* REQUEST
Copy the listing below from its first line through the line containing "xmin=930 ymin=335 xmax=948 ymax=370", inclusive, with the requests included. In the answers, offset every bounding-box coordinate by adding 57 to it.

Detection annotation listing:
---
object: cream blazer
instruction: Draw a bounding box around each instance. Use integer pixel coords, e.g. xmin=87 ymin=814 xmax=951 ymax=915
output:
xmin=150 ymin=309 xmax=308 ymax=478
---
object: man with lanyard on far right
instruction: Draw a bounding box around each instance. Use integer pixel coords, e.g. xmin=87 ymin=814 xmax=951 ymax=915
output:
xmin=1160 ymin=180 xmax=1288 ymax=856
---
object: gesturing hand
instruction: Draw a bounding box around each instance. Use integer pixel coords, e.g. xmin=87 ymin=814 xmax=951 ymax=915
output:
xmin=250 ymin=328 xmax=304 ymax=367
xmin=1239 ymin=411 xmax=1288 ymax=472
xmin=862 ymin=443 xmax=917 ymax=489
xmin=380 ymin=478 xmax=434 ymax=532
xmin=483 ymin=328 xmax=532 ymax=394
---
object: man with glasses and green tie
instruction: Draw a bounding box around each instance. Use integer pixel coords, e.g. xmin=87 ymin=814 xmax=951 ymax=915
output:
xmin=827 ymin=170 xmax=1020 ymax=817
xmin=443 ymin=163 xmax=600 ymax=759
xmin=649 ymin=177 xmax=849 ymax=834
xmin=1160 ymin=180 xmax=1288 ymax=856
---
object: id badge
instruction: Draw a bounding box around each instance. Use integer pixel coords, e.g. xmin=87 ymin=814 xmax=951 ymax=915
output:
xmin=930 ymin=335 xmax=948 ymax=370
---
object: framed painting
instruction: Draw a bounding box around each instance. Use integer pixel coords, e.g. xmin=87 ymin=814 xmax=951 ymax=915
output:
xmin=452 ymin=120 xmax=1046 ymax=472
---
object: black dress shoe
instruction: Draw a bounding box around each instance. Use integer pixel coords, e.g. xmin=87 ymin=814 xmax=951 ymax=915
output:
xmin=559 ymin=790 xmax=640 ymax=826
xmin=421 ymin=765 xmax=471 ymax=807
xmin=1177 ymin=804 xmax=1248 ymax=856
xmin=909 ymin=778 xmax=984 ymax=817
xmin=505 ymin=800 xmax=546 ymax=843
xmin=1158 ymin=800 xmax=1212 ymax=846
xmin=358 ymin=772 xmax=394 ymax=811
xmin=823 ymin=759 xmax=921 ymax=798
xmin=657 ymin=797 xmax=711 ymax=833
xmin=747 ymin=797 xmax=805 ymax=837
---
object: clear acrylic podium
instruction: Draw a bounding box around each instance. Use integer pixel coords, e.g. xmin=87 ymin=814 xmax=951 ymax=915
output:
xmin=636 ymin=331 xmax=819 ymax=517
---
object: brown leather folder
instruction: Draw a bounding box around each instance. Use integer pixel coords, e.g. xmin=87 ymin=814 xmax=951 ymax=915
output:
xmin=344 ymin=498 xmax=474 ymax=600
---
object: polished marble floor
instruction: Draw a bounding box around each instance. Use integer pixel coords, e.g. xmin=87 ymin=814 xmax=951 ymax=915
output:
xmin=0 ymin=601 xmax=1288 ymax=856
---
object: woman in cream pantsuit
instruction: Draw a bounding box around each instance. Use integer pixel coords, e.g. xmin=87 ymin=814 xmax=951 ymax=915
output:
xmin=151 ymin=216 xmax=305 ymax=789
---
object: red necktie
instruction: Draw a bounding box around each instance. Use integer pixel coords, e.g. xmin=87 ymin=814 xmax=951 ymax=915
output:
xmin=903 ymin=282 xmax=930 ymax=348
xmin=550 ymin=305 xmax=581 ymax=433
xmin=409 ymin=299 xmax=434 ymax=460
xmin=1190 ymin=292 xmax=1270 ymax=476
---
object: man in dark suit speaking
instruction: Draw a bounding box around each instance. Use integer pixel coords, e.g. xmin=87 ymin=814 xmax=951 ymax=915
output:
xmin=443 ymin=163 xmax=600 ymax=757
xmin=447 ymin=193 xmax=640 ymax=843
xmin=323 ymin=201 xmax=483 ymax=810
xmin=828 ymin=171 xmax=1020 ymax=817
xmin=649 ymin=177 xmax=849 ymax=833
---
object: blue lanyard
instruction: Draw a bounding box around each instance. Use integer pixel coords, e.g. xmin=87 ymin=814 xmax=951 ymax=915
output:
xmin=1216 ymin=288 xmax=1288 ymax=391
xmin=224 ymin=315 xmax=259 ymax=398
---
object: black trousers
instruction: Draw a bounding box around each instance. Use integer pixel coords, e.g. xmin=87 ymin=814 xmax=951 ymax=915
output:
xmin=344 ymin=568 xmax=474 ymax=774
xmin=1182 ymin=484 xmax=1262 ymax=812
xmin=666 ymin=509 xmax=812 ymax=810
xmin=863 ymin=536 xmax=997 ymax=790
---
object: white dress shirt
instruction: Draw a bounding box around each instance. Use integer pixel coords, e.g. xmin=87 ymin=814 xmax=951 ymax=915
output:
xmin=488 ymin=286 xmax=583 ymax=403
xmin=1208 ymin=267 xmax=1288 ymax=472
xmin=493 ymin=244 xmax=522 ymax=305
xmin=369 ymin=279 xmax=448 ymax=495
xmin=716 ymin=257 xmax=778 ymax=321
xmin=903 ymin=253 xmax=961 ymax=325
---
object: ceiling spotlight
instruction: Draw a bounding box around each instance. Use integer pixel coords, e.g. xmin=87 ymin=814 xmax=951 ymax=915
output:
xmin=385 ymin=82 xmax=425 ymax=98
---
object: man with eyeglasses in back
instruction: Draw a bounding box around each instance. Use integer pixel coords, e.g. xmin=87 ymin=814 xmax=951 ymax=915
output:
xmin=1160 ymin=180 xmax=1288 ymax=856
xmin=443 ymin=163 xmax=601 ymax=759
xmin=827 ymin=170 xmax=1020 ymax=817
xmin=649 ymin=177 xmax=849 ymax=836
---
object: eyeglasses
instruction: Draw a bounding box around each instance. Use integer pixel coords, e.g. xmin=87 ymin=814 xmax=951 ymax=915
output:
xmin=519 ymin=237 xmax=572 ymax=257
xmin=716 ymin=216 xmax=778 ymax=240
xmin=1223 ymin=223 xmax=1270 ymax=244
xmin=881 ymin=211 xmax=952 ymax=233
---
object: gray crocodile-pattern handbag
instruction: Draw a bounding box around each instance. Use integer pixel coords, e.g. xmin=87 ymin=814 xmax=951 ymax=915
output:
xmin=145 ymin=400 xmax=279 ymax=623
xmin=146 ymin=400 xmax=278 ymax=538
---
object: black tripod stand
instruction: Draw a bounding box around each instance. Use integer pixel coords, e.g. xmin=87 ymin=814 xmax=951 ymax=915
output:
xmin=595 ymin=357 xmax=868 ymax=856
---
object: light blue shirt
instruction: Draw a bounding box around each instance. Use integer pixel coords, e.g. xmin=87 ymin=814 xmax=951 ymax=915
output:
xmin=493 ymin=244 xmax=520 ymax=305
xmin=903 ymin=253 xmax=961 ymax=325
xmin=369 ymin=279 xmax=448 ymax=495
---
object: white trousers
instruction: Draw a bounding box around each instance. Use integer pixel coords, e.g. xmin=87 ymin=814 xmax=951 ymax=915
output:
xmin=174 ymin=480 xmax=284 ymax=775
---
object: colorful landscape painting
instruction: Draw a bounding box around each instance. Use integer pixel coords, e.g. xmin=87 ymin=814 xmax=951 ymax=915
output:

* FINISHED TASK
---
object: cream blazer
instruction: Draw a bounding box around each instance. Use integer pixel coords, e.g. xmin=87 ymin=814 xmax=951 ymax=915
output:
xmin=207 ymin=366 xmax=365 ymax=535
---
object: man with lanyard on far right
instruction: Draw a bounding box around each instance. Use integer pixel coords, e.g. xmin=87 ymin=814 xmax=951 ymax=915
output:
xmin=1217 ymin=237 xmax=1345 ymax=913
---
object: gesturing hand
instruction: Draw a bounding box around each instance. Use integer pixel coords, e.g. xmin=87 ymin=814 xmax=951 ymax=915
output:
xmin=307 ymin=385 xmax=361 ymax=424
xmin=1296 ymin=468 xmax=1345 ymax=529
xmin=919 ymin=500 xmax=974 ymax=546
xmin=437 ymin=535 xmax=491 ymax=589
xmin=540 ymin=385 xmax=589 ymax=451
---
object: man with glasses and green tie
instruction: Draw a bounding box around each instance. Use integer pixel coords, e.g. xmin=87 ymin=814 xmax=951 ymax=915
output:
xmin=884 ymin=227 xmax=1077 ymax=874
xmin=500 ymin=220 xmax=657 ymax=816
xmin=706 ymin=234 xmax=906 ymax=891
xmin=1217 ymin=237 xmax=1345 ymax=913
---
object: id badge
instruction: Draw a bounding box around each instance. Use integer pixel coords, e.g. xmin=87 ymin=814 xmax=951 ymax=915
output:
xmin=987 ymin=392 xmax=1005 ymax=427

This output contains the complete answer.